» The request:
Nothing but the lines from the line with "Exercise. Find the gray" through the end of the data is to be copied, and each is to be copied exactly.

Object location annotation data
<<<<

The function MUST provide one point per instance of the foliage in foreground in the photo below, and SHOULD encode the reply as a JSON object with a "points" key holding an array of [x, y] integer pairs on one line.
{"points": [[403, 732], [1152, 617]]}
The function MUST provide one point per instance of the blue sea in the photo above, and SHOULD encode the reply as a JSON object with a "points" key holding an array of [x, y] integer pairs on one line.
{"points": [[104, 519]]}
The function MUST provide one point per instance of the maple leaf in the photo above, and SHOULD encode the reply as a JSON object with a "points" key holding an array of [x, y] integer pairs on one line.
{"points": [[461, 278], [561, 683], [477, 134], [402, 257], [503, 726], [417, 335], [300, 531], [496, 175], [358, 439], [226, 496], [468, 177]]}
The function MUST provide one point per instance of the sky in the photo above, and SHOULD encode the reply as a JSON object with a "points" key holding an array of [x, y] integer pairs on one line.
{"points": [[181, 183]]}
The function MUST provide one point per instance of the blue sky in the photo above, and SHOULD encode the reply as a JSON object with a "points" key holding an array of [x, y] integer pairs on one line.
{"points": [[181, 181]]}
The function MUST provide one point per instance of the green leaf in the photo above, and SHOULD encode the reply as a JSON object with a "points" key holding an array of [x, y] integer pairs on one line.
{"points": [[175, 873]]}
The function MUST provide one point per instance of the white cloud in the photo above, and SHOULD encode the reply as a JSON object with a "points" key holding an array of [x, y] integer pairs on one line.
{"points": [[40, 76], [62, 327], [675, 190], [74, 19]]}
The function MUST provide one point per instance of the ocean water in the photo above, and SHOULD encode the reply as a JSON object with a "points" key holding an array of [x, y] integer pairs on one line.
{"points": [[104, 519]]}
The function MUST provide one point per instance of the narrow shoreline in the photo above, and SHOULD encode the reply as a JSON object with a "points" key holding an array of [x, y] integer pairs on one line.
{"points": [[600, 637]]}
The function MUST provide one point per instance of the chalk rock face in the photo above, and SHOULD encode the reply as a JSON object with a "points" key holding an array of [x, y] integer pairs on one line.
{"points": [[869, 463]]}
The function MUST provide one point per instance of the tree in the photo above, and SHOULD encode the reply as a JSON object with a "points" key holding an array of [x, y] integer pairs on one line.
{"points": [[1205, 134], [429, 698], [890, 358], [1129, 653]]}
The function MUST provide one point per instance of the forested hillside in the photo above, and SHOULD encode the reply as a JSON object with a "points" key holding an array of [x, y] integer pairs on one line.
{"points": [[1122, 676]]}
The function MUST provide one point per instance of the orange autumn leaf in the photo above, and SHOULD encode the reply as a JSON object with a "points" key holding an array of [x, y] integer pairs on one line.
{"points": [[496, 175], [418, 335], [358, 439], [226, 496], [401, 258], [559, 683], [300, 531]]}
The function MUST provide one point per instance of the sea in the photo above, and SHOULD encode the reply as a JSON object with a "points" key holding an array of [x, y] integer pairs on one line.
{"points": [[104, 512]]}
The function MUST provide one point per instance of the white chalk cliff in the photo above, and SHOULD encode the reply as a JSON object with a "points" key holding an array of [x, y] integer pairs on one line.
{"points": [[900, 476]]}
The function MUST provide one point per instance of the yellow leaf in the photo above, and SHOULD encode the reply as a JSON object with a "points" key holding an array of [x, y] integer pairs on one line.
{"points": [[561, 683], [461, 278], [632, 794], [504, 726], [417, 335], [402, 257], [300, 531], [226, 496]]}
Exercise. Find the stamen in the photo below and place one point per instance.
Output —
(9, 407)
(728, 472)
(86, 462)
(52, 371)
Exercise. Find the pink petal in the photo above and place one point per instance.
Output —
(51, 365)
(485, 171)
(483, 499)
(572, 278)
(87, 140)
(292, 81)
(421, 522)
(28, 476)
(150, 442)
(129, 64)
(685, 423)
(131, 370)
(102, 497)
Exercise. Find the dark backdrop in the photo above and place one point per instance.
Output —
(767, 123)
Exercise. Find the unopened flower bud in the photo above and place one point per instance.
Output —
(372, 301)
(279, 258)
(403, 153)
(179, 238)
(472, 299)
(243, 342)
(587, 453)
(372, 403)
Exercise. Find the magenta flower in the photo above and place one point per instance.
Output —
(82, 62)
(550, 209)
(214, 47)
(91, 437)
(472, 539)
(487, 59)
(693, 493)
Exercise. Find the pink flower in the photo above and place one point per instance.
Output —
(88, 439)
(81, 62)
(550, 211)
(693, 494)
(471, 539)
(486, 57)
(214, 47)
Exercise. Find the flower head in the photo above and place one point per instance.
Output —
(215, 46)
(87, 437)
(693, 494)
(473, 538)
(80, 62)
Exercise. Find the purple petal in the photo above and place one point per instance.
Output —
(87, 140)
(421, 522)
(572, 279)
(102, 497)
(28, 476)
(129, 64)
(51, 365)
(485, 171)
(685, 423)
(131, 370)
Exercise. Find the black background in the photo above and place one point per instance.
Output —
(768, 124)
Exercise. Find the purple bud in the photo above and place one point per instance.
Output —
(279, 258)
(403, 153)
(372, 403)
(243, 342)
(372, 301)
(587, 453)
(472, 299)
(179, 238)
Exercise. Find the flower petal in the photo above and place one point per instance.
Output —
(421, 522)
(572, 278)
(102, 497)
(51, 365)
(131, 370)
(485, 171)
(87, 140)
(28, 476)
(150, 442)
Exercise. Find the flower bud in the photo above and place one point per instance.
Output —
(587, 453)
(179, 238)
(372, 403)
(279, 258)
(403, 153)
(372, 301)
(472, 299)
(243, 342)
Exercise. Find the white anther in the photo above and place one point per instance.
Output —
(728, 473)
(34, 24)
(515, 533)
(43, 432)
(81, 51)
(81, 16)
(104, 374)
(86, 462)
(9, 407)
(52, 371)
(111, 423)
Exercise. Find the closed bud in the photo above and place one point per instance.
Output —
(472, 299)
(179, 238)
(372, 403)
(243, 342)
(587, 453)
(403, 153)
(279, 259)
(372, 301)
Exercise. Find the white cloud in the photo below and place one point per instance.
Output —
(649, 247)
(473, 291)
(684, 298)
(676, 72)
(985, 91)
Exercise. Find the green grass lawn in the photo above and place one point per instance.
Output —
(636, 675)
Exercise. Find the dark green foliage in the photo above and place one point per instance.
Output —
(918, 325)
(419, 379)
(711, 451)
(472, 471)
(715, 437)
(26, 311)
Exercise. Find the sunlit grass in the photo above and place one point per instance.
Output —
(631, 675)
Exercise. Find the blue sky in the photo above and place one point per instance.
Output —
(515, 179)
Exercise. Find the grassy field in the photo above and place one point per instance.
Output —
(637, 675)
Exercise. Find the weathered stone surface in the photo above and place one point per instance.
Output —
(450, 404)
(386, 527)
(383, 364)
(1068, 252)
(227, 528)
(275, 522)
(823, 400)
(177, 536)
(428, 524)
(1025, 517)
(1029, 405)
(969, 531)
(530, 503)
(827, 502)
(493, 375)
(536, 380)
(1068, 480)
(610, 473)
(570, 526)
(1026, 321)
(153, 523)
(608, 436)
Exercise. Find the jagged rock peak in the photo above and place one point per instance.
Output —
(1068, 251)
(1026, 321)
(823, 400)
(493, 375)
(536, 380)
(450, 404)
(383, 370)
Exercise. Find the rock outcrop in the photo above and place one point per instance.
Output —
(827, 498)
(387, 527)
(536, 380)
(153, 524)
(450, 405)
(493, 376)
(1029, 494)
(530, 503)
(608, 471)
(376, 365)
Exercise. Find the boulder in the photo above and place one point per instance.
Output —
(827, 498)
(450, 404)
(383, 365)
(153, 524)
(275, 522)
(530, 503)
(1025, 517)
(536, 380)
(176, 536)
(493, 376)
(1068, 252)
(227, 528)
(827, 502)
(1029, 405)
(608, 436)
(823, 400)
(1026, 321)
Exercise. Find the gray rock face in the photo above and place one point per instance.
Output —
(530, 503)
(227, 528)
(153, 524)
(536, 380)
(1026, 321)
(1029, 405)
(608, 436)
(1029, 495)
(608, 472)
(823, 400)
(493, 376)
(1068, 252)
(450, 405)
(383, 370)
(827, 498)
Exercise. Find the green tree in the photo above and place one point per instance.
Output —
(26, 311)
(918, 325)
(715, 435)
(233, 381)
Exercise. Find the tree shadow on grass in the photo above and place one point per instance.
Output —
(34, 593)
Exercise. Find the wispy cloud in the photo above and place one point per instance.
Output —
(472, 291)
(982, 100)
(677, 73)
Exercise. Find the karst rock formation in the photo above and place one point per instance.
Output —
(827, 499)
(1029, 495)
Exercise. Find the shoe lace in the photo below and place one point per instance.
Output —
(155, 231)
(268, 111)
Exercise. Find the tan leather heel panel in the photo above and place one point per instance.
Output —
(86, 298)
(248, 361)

>>>>

» Reply:
Exercise. Find the gray rock face in the photo above and place one point per instance.
Output —
(530, 503)
(227, 528)
(153, 524)
(536, 380)
(1026, 321)
(1029, 405)
(608, 436)
(1029, 495)
(608, 472)
(823, 400)
(493, 376)
(1068, 252)
(450, 405)
(383, 370)
(827, 498)
Exercise. Find the green tree in the photo above and place one point per instance.
Output —
(26, 311)
(918, 325)
(715, 435)
(233, 381)
Exercise. Find the tree shadow on grass in the photo above and place one point per instance.
Output —
(34, 593)
Exercise. Find the wispy cloud in the photo above and place one point per instance.
Output —
(472, 291)
(982, 100)
(677, 73)
Exercise. Find the karst rock formation in the photo above and place one point per instance.
Output —
(827, 499)
(1029, 495)
Exercise. Find the shoe lace in the photo below and place one point per instance.
Output —
(155, 231)
(268, 111)
Exercise. Find the tan leather heel panel in the photo above and place one point per instance.
Output —
(86, 298)
(248, 361)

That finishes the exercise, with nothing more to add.